■ Saved entries
────────────────────

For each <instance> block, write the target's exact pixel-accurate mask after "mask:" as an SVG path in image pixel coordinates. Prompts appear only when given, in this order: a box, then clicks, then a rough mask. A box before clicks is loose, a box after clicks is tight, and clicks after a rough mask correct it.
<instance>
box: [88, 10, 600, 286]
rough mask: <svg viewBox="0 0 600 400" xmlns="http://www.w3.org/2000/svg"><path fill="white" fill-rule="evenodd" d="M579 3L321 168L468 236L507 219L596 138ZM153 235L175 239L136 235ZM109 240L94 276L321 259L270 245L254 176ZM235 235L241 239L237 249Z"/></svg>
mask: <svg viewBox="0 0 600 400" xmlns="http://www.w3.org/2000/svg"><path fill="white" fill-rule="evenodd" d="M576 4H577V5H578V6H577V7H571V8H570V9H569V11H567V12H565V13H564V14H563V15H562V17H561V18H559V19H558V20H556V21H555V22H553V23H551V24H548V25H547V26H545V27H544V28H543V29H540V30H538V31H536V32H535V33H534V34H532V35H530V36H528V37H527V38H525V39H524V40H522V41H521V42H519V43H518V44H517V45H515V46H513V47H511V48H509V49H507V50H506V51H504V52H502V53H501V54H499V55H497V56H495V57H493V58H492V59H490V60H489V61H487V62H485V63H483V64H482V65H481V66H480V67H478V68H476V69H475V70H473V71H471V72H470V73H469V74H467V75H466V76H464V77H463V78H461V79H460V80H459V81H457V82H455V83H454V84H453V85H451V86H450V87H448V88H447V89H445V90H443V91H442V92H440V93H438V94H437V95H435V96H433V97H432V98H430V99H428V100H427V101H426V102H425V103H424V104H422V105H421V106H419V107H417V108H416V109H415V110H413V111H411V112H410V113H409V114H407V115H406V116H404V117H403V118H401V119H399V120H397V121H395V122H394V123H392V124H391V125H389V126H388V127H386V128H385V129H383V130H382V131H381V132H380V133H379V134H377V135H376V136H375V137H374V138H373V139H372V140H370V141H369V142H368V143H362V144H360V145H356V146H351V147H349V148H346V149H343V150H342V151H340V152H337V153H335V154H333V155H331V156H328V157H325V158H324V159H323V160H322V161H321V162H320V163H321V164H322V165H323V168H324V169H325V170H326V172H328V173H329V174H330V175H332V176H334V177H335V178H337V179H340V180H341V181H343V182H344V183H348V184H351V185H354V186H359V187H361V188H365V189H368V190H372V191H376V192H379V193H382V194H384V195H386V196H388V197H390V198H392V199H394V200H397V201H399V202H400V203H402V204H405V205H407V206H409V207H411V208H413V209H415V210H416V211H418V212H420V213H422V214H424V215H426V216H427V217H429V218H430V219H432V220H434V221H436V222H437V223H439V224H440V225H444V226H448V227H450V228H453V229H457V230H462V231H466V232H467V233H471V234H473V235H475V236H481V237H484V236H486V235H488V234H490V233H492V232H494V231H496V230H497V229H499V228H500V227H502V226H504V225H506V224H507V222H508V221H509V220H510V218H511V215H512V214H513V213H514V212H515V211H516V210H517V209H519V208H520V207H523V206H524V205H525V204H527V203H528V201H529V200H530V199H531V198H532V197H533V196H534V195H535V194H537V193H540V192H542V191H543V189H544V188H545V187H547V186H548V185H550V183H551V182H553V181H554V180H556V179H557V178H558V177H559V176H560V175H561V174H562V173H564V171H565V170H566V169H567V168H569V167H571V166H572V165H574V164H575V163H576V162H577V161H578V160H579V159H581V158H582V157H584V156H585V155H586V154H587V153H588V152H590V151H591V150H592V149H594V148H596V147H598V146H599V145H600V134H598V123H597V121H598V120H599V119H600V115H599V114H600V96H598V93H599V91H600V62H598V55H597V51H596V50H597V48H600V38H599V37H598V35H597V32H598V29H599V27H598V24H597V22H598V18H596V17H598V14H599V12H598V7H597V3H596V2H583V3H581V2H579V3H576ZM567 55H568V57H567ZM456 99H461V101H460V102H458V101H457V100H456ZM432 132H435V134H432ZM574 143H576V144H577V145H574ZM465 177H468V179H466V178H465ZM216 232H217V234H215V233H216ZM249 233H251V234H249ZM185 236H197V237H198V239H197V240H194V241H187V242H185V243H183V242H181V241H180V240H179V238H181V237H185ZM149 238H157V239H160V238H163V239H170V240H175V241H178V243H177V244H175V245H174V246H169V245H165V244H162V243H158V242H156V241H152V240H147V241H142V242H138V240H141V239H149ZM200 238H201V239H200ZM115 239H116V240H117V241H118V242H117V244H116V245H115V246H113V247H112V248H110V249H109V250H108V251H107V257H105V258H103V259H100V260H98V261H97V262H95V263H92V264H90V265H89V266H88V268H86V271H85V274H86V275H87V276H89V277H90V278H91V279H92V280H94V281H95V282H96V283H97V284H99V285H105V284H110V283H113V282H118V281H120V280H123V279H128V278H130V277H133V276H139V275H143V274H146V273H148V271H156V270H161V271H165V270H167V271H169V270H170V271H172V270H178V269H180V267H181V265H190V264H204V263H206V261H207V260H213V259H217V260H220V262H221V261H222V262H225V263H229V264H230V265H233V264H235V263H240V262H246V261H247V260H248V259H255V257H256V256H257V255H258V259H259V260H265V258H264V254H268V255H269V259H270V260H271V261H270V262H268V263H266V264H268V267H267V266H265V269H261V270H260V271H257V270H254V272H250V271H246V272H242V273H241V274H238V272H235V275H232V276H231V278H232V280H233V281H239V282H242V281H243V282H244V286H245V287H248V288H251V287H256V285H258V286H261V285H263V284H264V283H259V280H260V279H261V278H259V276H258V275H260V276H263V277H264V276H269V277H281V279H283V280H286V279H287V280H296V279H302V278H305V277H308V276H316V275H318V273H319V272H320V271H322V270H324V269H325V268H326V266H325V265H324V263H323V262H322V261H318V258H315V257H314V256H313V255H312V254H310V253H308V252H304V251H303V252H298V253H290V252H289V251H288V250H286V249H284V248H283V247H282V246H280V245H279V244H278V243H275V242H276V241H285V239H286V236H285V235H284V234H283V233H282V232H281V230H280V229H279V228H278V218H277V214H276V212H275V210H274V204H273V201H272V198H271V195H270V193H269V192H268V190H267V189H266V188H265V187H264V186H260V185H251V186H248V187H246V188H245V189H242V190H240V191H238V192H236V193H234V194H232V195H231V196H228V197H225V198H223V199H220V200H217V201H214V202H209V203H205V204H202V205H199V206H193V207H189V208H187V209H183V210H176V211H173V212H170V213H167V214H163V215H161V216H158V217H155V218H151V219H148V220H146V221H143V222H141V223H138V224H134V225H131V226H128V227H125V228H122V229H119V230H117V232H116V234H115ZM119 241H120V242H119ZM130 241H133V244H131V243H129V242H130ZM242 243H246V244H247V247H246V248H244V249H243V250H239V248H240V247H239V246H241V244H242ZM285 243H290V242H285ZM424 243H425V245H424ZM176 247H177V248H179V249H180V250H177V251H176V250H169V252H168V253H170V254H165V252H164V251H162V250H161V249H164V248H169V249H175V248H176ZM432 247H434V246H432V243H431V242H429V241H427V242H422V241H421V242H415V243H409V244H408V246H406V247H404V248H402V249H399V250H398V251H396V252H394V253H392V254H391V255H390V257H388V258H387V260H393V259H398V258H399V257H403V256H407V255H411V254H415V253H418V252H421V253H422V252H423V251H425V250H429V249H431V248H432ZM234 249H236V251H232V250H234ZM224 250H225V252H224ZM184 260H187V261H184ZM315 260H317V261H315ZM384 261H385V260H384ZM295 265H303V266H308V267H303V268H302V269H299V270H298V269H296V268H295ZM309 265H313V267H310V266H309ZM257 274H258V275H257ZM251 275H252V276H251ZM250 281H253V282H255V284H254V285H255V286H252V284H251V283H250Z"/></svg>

────────────────────

■ TASK DIRECTIONS
Having output the line that contains "box: [88, 10, 600, 286]", stop. Every line before it, back to the first line of the data, must be reproduced exactly.

■ REPLY TO THE TASK
For each <instance> block, write the target's exact pixel-accurate mask after "mask:" as an SVG path in image pixel coordinates. Prompts appear only when given, in this order: a box, then clicks, then a rough mask. A box before clicks is loose, a box after clicks is tight, and clicks after a rough mask correct it.
<instance>
box: [88, 10, 600, 286]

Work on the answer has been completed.